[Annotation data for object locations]
--

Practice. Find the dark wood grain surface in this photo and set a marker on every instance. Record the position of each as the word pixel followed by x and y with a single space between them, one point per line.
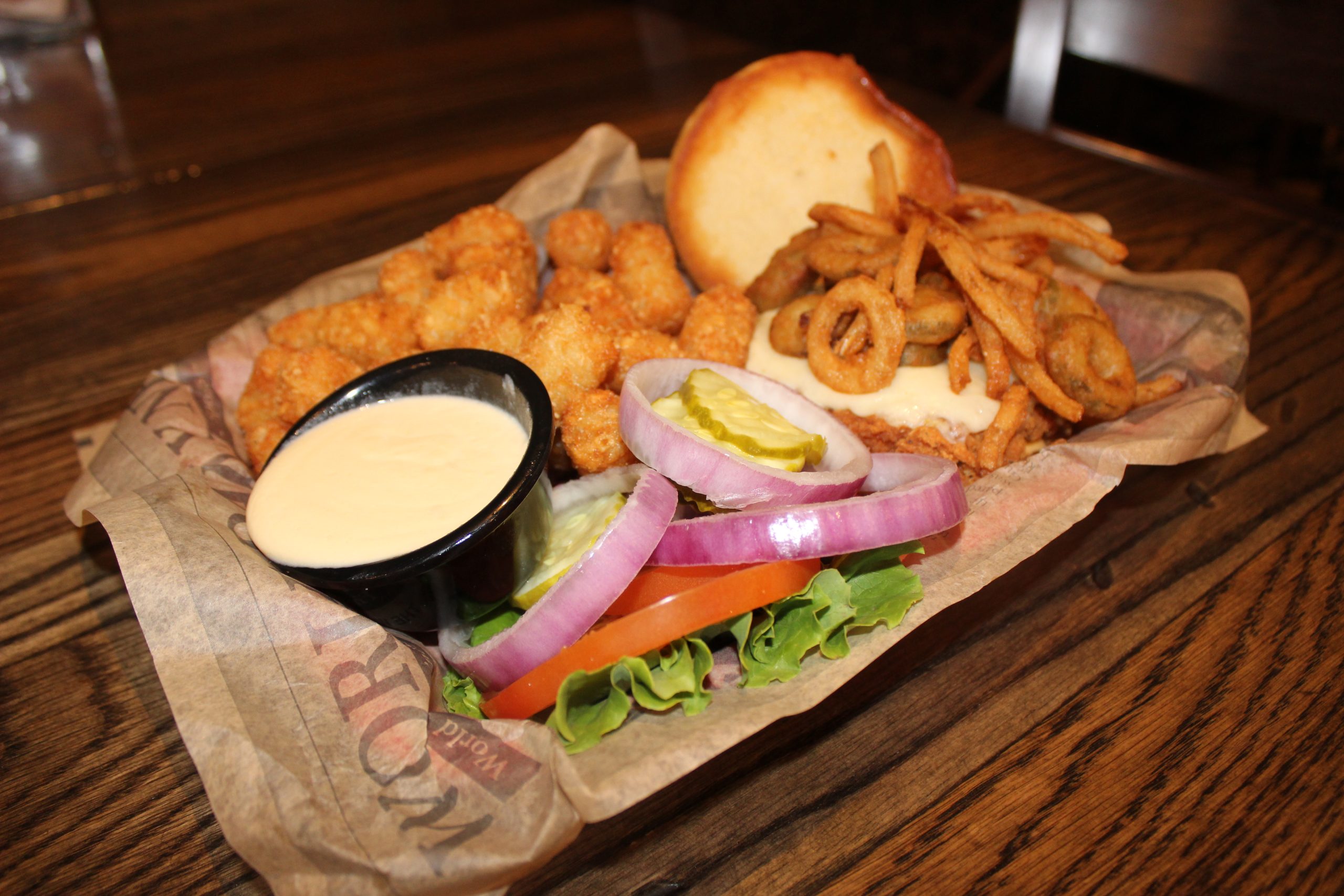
pixel 1151 703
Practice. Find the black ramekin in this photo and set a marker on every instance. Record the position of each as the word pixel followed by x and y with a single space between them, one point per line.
pixel 490 554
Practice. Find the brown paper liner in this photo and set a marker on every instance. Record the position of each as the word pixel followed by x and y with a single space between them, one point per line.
pixel 320 736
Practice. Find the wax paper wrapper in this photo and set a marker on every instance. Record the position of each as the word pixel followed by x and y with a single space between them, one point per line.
pixel 320 736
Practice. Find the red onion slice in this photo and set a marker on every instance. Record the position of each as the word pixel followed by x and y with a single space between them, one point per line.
pixel 913 496
pixel 726 479
pixel 579 599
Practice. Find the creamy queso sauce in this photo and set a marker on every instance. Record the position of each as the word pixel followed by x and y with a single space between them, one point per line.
pixel 383 480
pixel 916 397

--

• **TASK STATEMENT**:
Copy every line of the material above word for word, leaving out the pictures.

• **OUTPUT OF THE EXERCISE**:
Practice. Find the dark wood grain surface in this photo and set a marker on every instance. Record the position of each as the word pixel followed by x and y with a single space between them, one point per line.
pixel 1151 703
Practice. Find the black ramekin in this photo and set a marker on every instance. Record the position of each as the word pixel followed by x and y with a single space between them, one point per line.
pixel 490 554
Practice. Find the brown paper liner in this photo and set a marker on every instance. Record the position of each as the word pixel followed by x and y with a single space between them, one point per line.
pixel 320 736
Practice. Find the wax paper wrapper in this photo and set a marker on every instance. Record the position of each as the word pixel followed by x and y with a single space between them, one point per line.
pixel 320 736
Practice. Find the red onion slice in this photo and set a marker on every instance. Record the position of each as the word pixel followed by x and y with a single space between them, one point per line.
pixel 913 496
pixel 726 479
pixel 579 599
Practice. Find the creamy queso sauce in this photo and set a marker on every instance. Record the position of each as the word pixel followed by x and y with a single space between them, one point per line.
pixel 383 480
pixel 916 397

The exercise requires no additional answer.